(Some data)
----
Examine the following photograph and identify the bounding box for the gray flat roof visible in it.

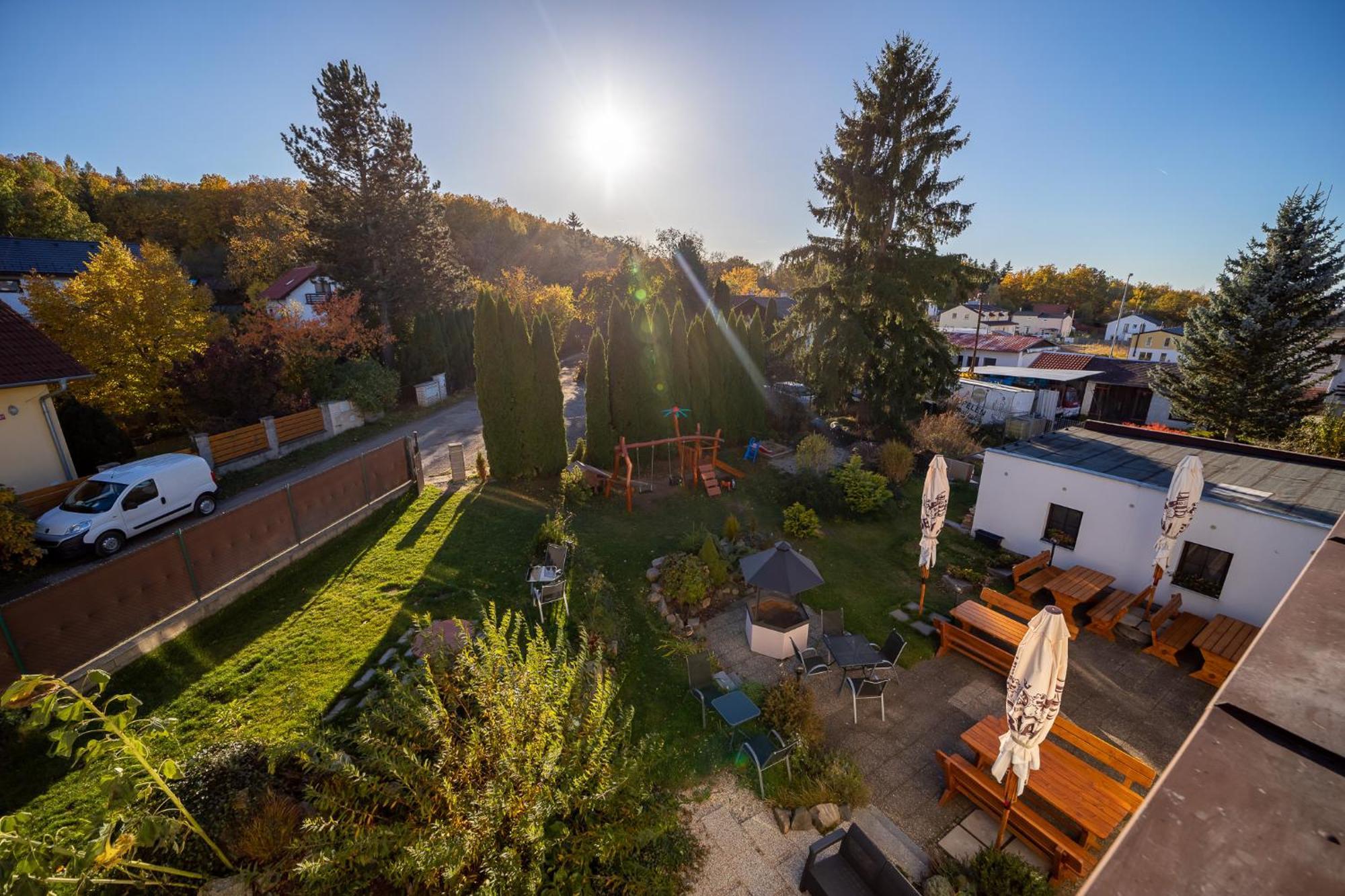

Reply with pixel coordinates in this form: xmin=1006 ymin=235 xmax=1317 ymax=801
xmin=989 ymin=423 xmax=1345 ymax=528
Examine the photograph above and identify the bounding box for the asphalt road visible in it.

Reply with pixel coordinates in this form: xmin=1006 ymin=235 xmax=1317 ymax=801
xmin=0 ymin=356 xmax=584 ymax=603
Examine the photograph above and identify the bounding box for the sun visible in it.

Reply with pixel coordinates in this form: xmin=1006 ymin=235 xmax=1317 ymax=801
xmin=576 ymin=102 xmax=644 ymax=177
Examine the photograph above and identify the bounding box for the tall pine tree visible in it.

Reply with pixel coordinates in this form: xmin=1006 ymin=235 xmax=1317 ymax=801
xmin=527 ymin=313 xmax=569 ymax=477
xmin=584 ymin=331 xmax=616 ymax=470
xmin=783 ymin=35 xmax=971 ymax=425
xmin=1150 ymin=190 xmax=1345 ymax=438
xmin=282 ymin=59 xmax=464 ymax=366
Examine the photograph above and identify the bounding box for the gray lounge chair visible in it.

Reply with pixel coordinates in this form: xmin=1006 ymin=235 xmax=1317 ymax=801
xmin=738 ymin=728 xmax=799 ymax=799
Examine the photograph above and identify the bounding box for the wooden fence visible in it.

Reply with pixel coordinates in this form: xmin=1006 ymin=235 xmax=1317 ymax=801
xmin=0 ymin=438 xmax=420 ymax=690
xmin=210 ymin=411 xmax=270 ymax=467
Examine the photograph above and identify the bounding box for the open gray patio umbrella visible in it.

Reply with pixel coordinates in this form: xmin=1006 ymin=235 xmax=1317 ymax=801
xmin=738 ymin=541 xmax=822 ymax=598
----
■ Request:
Copy out verbatim every line of the data from the line containing "chair visible in it." through the end of the data, keeping both ends.

■ Answer in full:
Examine the photograph above and identify the bounding box for the gray lounge chair visible in it.

Reply with pixel coordinates in this form: xmin=1006 ymin=235 xmax=1317 ymax=801
xmin=738 ymin=728 xmax=799 ymax=799
Examine the photograph above and identify the bounding box for the wooden fence visible in it.

Reply with pixel coordinates in this form: xmin=1006 ymin=235 xmax=1317 ymax=801
xmin=0 ymin=438 xmax=420 ymax=690
xmin=210 ymin=411 xmax=270 ymax=467
Examine the photograph above and identify the bounding box for the open gray patio umbrella visible in it.

Reply with pixel coordinates in this form: xmin=1006 ymin=235 xmax=1317 ymax=801
xmin=738 ymin=541 xmax=822 ymax=598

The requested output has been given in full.